# YOUR OBJECTIVE:
In the text on concussion care below, when should the follow-up assessment take place?

# SOURCE TEXT:
Female concussion patients seem to be at higher risk for prolonged recovery and this should be considered along with the other risk factors when determining if multidisciplinary care is required.3,9,10

Mid Term

Follow-up assessment

One to two weeks after a concussion, a follow-up assessment with a primary care provider or a physician who have experience in concussion management needs to be done, which includes:

• Corroboration of the diagnosis of concussion and/or re-evaluation based on observed symptoms

• Identification of ongoing symptoms that may require intervention if they persist beyond 3 to 4 weeks, or the identification of risk factors for a prolonged recovery (ie, high post-concussion symptom score, previous concussion history, migraine or mood symptoms)

# SUPPLIED MATERIAL:
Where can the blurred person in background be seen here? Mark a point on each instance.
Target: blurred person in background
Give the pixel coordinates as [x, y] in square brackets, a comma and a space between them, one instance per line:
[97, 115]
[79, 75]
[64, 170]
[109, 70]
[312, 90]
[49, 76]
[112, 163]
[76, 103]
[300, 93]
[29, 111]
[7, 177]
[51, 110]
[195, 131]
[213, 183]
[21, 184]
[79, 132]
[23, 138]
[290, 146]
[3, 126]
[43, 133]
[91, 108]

# ANSWER SECTION:
One to two weeks after the concussion.